Aim of the task:
The records that follow are to be transcribed in full, without their images.
Exercise inputs Start Marker
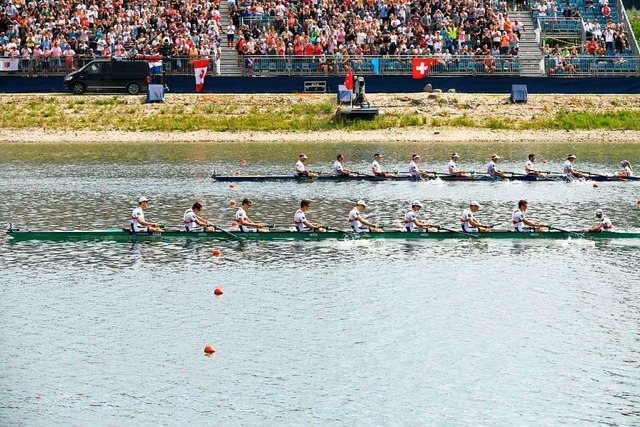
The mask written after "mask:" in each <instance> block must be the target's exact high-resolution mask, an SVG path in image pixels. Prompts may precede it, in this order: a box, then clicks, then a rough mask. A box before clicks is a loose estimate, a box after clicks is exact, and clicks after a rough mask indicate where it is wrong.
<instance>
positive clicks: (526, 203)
mask: <svg viewBox="0 0 640 427" xmlns="http://www.w3.org/2000/svg"><path fill="white" fill-rule="evenodd" d="M527 205H528V202H527V201H526V200H520V201H519V202H518V208H517V209H516V210H514V211H513V214H512V215H511V222H512V223H513V228H515V230H516V231H517V232H520V233H523V232H525V233H526V232H529V233H532V232H536V233H540V232H542V231H544V229H543V228H542V224H540V223H539V222H534V221H531V220H529V219H527V218H525V217H524V213H525V212H526V211H527Z"/></svg>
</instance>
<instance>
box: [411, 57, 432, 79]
mask: <svg viewBox="0 0 640 427" xmlns="http://www.w3.org/2000/svg"><path fill="white" fill-rule="evenodd" d="M437 62H438V60H437V59H435V58H413V59H412V60H411V70H412V73H411V75H412V76H413V78H414V79H424V78H425V77H427V76H428V75H429V68H431V66H432V65H434V64H435V63H437Z"/></svg>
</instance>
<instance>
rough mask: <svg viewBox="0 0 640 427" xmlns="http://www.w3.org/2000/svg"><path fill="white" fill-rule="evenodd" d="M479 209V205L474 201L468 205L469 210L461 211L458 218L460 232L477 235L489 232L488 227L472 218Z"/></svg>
mask: <svg viewBox="0 0 640 427" xmlns="http://www.w3.org/2000/svg"><path fill="white" fill-rule="evenodd" d="M478 209H480V203H478V202H476V201H475V200H474V201H473V202H471V203H469V209H465V210H463V211H462V217H461V218H460V223H461V225H462V231H464V232H465V233H477V232H479V231H481V232H491V227H490V226H488V225H483V224H481V223H480V222H478V220H476V218H475V217H474V216H473V214H474V213H476V212H477V211H478Z"/></svg>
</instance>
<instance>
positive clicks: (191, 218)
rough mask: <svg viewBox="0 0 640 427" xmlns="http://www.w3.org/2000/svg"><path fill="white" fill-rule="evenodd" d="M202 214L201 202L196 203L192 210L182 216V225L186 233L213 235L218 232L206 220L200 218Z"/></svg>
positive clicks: (214, 228)
mask: <svg viewBox="0 0 640 427" xmlns="http://www.w3.org/2000/svg"><path fill="white" fill-rule="evenodd" d="M200 212H202V204H201V203H200V202H195V203H194V204H193V206H191V209H187V210H186V211H185V213H184V215H183V216H182V224H183V225H184V229H185V231H188V232H195V233H202V232H203V231H204V232H205V233H212V232H214V231H216V229H215V227H214V226H213V225H212V224H211V223H210V222H209V221H207V220H206V219H204V218H202V217H201V216H200Z"/></svg>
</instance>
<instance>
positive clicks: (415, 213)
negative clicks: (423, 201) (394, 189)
mask: <svg viewBox="0 0 640 427" xmlns="http://www.w3.org/2000/svg"><path fill="white" fill-rule="evenodd" d="M421 208H422V203H421V202H420V200H414V201H413V202H411V209H409V210H408V211H407V213H406V214H404V227H405V228H406V229H407V231H408V232H419V233H427V232H430V231H437V230H436V229H433V230H430V229H429V224H428V223H427V222H426V221H422V220H420V219H418V212H420V209H421Z"/></svg>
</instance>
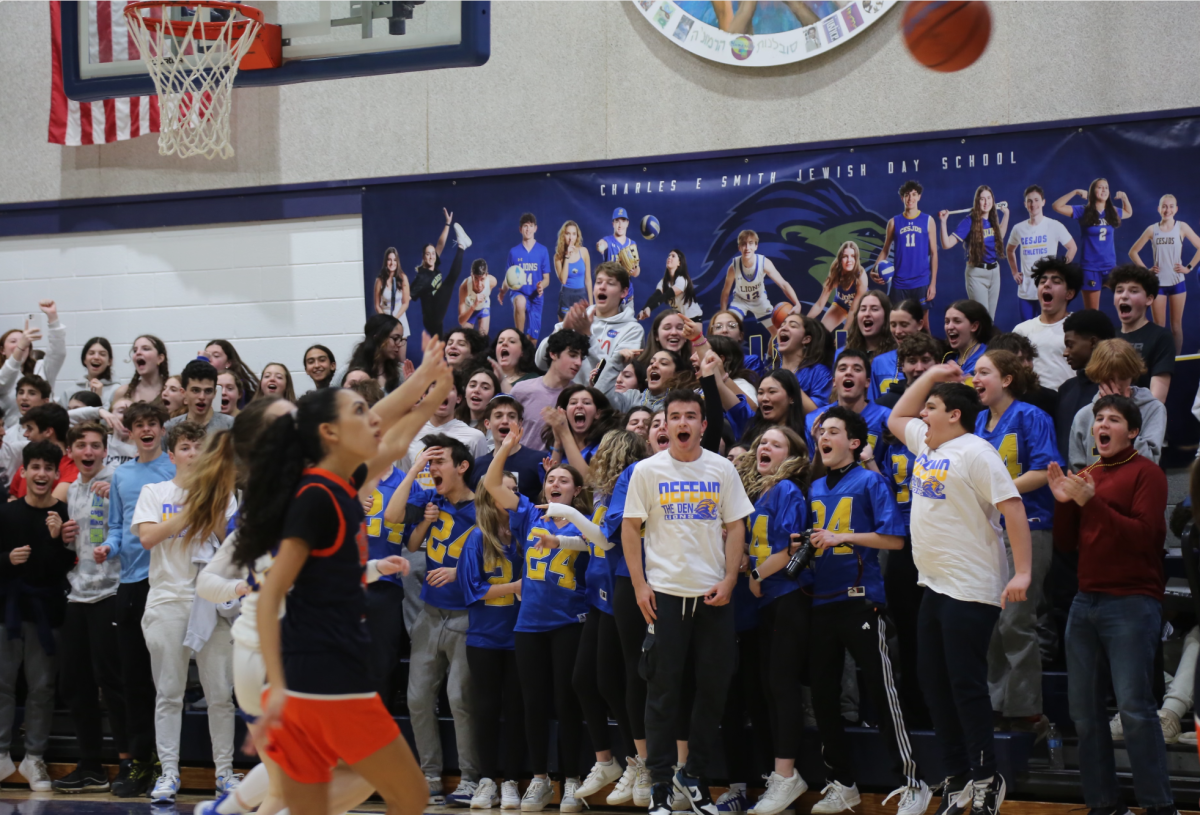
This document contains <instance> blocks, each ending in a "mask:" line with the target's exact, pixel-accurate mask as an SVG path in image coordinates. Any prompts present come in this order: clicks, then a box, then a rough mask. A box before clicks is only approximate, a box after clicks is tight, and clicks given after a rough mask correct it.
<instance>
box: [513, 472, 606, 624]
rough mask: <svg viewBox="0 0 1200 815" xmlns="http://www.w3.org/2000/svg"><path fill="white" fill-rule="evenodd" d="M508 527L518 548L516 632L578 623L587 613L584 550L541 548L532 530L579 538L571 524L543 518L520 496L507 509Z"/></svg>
mask: <svg viewBox="0 0 1200 815" xmlns="http://www.w3.org/2000/svg"><path fill="white" fill-rule="evenodd" d="M509 528H510V529H512V540H514V543H517V541H520V543H518V544H517V545H520V547H521V565H522V573H521V611H520V612H518V615H517V625H516V630H517V631H552V630H554V629H556V628H563V627H564V625H570V624H571V623H582V622H583V621H584V619H586V618H587V615H588V598H587V580H586V579H584V574H586V573H587V568H588V561H589V559H590V558H589V557H588V553H587V552H576V551H572V550H565V549H541V547H539V546H538V543H539V538H538V537H536V535H534V534H533V531H534V529H545V531H546V532H548V533H551V534H554V535H578V537H581V538H582V537H583V533H582V532H580V528H578V527H576V526H575V525H574V523H568V525H566V526H562V527H560V526H558V525H557V522H554V521H544V520H542V519H541V510H539V509H538V508H536V507H535V505H534V504H533V502H530V501H529V499H528V498H526V497H524V496H521V503H520V504H518V505H517V508H516V509H512V510H509Z"/></svg>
Exercise inputs End Marker
Task solution:
The mask written after "mask:" in each <instance> block must be the target's exact high-resolution mask, an SVG path in image pixels. Prompts may precede it, in this order: a box, then clicks, then a rough mask. A box before clicks is a loose estimate, a box after clicks is exact, and clicks after a rough mask indicate where it is wrong.
<instance>
positive clicks: (526, 203)
mask: <svg viewBox="0 0 640 427" xmlns="http://www.w3.org/2000/svg"><path fill="white" fill-rule="evenodd" d="M527 205H528V202H527V201H526V200H520V201H519V202H518V208H517V209H516V210H514V211H513V214H512V215H511V222H512V223H513V228H515V230H516V231H517V232H520V233H523V232H525V233H526V232H529V233H532V232H536V233H540V232H542V231H544V229H543V228H542V224H540V223H539V222H534V221H531V220H529V219H527V218H525V217H524V213H525V212H526V211H527Z"/></svg>
</instance>
<instance>
box: [411, 57, 432, 79]
mask: <svg viewBox="0 0 640 427" xmlns="http://www.w3.org/2000/svg"><path fill="white" fill-rule="evenodd" d="M437 62H438V60H437V59H435V58H413V59H412V60H411V70H412V73H411V75H412V76H413V78H414V79H424V78H425V77H427V76H428V75H429V68H431V66H432V65H434V64H435V63H437Z"/></svg>
</instance>
<instance>
rough mask: <svg viewBox="0 0 640 427" xmlns="http://www.w3.org/2000/svg"><path fill="white" fill-rule="evenodd" d="M479 209V205L474 201L468 205L469 210L461 211L458 218L460 232L477 235L489 232L488 227L472 218Z"/></svg>
mask: <svg viewBox="0 0 640 427" xmlns="http://www.w3.org/2000/svg"><path fill="white" fill-rule="evenodd" d="M478 209H480V203H478V202H476V201H475V200H474V201H473V202H471V203H469V209H465V210H463V211H462V217H461V218H460V223H461V225H462V231H464V232H465V233H477V232H479V231H481V232H491V227H490V226H488V225H483V224H481V223H480V222H478V220H476V218H475V217H474V216H473V214H474V213H476V212H477V211H478Z"/></svg>
</instance>
<instance>
positive clicks: (191, 218)
rough mask: <svg viewBox="0 0 640 427" xmlns="http://www.w3.org/2000/svg"><path fill="white" fill-rule="evenodd" d="M202 214L201 202L196 203L192 210L182 216V225L186 233L213 235L218 232L206 220L200 218Z"/></svg>
positive clicks: (214, 228)
mask: <svg viewBox="0 0 640 427" xmlns="http://www.w3.org/2000/svg"><path fill="white" fill-rule="evenodd" d="M200 212H202V204H201V203H200V202H195V203H194V204H193V206H191V209H187V210H186V211H185V213H184V215H183V216H182V224H183V225H184V229H185V231H188V232H195V233H202V232H203V231H204V232H205V233H212V232H214V231H216V229H215V227H214V226H213V225H212V224H211V223H210V222H209V221H207V220H206V219H204V218H202V217H201V216H200Z"/></svg>
</instance>
<instance>
positive clicks: (415, 213)
negative clicks: (423, 201) (394, 189)
mask: <svg viewBox="0 0 640 427" xmlns="http://www.w3.org/2000/svg"><path fill="white" fill-rule="evenodd" d="M421 208H422V203H421V202H420V200H414V201H413V202H411V209H409V210H408V211H407V213H406V214H404V227H405V228H406V229H407V231H408V232H419V233H427V232H430V231H437V230H436V229H433V230H430V229H429V224H428V223H427V222H426V221H422V220H420V219H418V212H420V209H421Z"/></svg>
</instance>
This document contains <instance> blocks, each ending in a "mask:" line with the target's exact, pixel-accurate mask as an SVG path in image coordinates. Any prompts present come in this order: clicks, then a box, then a rough mask. A box before clicks is only approximate, a box after clicks is tight, and clicks given after a rough mask correct it.
<instance>
box: [513, 472, 606, 624]
rough mask: <svg viewBox="0 0 1200 815" xmlns="http://www.w3.org/2000/svg"><path fill="white" fill-rule="evenodd" d="M508 527L518 548L516 632L578 623L587 613L584 550L541 548L532 530L579 538L571 524L543 518L520 496L507 509Z"/></svg>
mask: <svg viewBox="0 0 1200 815" xmlns="http://www.w3.org/2000/svg"><path fill="white" fill-rule="evenodd" d="M509 528H510V529H512V540H514V543H517V541H520V543H518V544H517V545H520V547H521V565H522V573H521V611H520V612H518V615H517V625H516V630H517V631H552V630H554V629H556V628H563V627H564V625H570V624H571V623H582V622H583V621H584V619H586V618H587V615H588V598H587V580H586V579H584V574H586V573H587V568H588V561H589V559H590V558H589V557H588V553H587V552H576V551H572V550H565V549H541V547H539V546H538V543H539V538H538V537H536V535H534V534H533V531H534V529H545V531H546V532H548V533H551V534H554V535H578V537H581V538H582V537H583V533H582V532H580V528H578V527H576V526H575V525H574V523H568V525H566V526H562V527H560V526H558V525H557V522H554V521H544V520H542V519H541V510H539V509H538V508H536V507H535V505H534V504H533V502H530V501H529V499H528V498H526V497H524V496H521V503H520V504H518V505H517V508H516V509H512V510H509Z"/></svg>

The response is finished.